#### [Exercise task]
Collect every line in the items below that contains the string "plate". Case matters.

#### [Provided data]

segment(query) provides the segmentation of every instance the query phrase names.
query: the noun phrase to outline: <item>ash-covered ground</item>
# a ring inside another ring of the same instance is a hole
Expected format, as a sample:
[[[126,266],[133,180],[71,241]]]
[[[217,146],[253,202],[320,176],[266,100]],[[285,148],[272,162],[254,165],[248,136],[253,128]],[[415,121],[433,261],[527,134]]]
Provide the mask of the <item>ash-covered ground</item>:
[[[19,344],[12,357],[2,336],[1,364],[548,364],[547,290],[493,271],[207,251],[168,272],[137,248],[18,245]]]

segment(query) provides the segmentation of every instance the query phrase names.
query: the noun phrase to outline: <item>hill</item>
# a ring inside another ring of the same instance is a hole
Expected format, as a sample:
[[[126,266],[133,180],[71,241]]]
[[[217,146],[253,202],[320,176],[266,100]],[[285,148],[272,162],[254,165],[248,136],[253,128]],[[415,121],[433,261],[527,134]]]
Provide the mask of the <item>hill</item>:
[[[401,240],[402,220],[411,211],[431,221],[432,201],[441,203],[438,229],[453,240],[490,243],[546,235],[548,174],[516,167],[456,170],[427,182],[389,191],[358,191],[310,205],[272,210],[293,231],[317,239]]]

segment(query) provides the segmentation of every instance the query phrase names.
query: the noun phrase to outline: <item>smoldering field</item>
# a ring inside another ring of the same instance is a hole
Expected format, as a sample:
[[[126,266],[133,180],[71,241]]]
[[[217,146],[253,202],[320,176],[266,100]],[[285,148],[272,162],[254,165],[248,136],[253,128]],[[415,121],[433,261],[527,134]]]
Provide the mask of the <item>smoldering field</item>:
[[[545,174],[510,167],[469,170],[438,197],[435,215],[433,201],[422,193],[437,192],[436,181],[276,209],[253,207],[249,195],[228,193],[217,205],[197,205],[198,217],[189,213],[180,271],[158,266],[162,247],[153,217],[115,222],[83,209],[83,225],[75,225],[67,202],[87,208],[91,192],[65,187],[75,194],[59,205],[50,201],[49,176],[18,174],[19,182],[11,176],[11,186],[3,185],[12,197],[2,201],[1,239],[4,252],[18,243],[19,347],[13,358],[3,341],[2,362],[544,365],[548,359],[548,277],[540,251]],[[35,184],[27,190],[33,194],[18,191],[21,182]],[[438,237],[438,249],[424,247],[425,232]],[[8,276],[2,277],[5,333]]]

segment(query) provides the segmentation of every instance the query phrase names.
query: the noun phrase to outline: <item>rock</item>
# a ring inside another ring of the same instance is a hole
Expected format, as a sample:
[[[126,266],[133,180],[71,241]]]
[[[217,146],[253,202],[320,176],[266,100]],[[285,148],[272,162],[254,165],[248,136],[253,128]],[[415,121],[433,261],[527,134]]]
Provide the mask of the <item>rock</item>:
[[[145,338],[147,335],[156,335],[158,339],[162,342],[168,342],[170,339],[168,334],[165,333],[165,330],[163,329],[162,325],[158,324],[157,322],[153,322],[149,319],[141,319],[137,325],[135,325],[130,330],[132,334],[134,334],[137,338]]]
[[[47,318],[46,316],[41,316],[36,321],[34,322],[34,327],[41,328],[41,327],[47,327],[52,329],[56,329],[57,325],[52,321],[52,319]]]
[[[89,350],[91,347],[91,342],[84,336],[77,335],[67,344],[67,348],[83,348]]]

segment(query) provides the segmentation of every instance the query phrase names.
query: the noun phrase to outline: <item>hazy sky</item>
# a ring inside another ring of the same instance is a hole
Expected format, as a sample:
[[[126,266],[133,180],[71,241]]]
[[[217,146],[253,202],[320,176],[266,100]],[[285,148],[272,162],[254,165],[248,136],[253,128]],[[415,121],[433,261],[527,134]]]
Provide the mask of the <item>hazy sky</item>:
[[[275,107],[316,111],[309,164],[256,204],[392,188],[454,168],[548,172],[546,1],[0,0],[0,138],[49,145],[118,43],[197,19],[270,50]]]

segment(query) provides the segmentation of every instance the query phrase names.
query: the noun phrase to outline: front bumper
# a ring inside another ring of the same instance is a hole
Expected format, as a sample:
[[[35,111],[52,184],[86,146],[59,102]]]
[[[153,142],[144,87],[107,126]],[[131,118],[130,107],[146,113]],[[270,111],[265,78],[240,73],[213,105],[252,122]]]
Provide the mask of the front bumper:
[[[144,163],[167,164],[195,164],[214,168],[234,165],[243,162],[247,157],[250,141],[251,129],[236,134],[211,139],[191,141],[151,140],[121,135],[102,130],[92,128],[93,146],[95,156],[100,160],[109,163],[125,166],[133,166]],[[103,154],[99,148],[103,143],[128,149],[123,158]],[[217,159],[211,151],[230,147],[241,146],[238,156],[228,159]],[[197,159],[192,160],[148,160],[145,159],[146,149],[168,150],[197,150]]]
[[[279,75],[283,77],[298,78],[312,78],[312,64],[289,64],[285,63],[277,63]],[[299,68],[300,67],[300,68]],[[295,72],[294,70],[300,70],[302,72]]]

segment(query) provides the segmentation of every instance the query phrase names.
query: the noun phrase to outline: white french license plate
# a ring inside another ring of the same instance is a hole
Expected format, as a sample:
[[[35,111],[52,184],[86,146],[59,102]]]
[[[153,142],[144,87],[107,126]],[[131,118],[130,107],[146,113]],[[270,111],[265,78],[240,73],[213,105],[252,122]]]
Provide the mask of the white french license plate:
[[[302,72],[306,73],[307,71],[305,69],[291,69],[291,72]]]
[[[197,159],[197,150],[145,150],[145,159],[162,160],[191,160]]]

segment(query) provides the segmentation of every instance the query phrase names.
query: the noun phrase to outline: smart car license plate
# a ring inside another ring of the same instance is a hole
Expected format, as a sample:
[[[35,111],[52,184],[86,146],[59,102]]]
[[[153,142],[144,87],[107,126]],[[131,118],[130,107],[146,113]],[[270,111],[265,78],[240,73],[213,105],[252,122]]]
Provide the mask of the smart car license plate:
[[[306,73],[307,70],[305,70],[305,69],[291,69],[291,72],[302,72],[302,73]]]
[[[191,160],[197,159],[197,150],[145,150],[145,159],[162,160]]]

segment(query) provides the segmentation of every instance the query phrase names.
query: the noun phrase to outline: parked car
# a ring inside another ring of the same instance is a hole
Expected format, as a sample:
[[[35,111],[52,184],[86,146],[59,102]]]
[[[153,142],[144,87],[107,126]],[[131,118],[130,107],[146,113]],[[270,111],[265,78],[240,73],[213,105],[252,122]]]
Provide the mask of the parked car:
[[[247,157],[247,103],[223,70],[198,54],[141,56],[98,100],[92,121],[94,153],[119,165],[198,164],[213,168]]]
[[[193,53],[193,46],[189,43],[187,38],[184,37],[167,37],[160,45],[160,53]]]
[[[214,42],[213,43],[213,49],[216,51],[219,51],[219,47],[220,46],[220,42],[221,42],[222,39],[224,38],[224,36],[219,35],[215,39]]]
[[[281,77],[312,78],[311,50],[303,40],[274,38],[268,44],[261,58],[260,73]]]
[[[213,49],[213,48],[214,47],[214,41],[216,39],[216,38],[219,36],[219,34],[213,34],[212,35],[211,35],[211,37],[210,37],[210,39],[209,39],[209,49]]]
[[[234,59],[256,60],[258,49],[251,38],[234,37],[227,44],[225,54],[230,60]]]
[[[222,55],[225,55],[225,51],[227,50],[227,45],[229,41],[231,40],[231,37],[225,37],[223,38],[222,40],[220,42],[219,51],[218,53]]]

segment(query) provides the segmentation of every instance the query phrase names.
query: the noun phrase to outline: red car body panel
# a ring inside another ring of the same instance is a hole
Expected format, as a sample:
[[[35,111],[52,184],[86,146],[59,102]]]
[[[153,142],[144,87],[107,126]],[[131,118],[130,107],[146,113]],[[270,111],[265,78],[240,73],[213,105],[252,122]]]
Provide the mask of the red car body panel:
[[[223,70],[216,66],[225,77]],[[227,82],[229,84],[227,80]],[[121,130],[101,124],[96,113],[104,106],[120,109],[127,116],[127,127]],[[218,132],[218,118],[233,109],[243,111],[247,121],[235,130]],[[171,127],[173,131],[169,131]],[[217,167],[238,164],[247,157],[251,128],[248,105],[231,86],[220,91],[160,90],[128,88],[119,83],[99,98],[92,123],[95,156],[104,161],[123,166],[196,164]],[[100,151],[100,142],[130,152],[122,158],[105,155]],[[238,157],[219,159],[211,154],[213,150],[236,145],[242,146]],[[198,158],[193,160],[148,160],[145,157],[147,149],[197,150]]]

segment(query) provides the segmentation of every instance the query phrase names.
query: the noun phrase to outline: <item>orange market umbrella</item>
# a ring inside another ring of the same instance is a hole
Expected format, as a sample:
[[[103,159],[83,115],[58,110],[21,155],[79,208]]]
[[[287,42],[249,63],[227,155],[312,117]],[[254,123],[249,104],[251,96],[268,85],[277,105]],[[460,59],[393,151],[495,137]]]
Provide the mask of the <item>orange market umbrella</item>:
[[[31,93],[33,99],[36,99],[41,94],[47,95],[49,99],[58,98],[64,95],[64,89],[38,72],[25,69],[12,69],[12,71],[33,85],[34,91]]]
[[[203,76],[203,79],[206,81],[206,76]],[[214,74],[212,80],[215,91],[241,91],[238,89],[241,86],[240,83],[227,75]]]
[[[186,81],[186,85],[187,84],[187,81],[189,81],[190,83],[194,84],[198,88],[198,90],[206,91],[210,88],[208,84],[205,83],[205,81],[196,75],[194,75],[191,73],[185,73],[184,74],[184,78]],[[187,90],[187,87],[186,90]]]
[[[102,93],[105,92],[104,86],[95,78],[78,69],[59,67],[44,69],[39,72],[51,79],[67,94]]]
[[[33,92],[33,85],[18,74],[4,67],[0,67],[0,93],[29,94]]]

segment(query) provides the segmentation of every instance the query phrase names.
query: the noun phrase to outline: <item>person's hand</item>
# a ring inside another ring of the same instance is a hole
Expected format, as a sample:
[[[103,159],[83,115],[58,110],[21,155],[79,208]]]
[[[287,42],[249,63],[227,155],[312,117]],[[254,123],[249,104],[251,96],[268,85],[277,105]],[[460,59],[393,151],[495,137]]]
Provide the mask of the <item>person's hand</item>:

#### [Response to the task]
query: the noun phrase to outline: white french license plate
Provide the mask of the white french license plate:
query: the noun phrase to outline: smart car license plate
Provide the mask of the smart car license plate:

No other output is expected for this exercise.